# PROBLEM DESCRIPTION
With the line containing "Query: pink cloth" as the start and the line containing "Query: green foliage" as the end, transcribe that span of the entries below exactly, including both.

# INPUT
□ □ □ □

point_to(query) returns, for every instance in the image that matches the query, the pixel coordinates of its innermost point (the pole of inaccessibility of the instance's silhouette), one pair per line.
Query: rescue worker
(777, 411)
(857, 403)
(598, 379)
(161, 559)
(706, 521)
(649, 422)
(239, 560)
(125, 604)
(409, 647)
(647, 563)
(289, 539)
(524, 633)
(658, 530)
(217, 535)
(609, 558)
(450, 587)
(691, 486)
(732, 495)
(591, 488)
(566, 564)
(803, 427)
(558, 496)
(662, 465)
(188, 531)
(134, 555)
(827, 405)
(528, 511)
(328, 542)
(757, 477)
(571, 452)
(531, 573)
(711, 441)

□ □ □ □

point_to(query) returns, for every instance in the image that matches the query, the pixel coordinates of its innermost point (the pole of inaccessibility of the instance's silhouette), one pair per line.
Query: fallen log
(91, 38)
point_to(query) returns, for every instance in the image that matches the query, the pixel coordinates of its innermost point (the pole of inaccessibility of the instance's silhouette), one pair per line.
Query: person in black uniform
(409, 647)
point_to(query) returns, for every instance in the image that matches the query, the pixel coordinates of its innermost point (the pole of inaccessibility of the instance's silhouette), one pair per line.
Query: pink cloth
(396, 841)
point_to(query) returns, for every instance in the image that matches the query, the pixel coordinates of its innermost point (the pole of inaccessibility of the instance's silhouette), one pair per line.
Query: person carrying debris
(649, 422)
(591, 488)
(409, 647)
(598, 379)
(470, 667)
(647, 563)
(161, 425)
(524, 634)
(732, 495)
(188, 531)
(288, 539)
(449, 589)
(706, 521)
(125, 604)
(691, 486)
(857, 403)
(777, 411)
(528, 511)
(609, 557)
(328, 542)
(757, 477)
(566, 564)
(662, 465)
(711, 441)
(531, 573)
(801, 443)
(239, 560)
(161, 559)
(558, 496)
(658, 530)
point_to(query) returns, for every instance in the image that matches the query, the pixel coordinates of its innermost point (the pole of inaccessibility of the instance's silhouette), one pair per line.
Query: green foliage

□ □ □ □

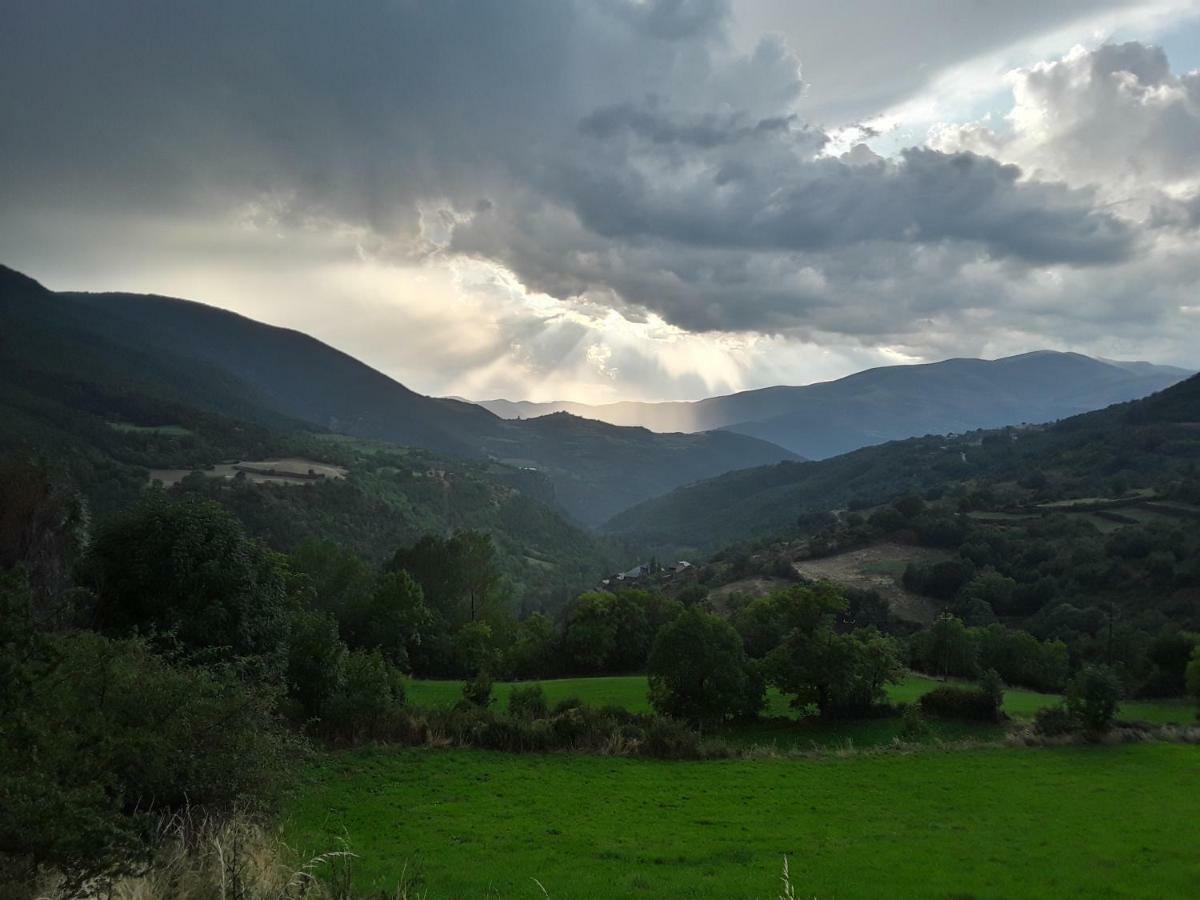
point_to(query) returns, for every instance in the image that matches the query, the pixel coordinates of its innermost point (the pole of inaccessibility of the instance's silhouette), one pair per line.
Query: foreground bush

□ □ □ □

# RESULT OF THIS TASK
Query: pink cloth
(396, 841)
point_to(query) returns, for every instance in the image that matches the query, the pixel coordinates of its innermost point (the pole of inaccessibility of the instance's silhouette), one pair per line.
Query: person carrying debris
(649, 422)
(591, 488)
(409, 647)
(598, 379)
(470, 667)
(647, 563)
(161, 425)
(524, 634)
(732, 495)
(188, 531)
(288, 539)
(449, 589)
(706, 521)
(125, 604)
(691, 486)
(857, 403)
(777, 411)
(528, 511)
(609, 557)
(328, 542)
(757, 477)
(566, 564)
(662, 465)
(711, 441)
(531, 573)
(801, 443)
(239, 560)
(161, 559)
(558, 496)
(658, 530)
point_to(query) returns, for every instance in the image that matches the query, the pixel coordinates of its innermost point (the pole of inaccessibility of the instance's silhouette), one pair per line.
Query: green foliage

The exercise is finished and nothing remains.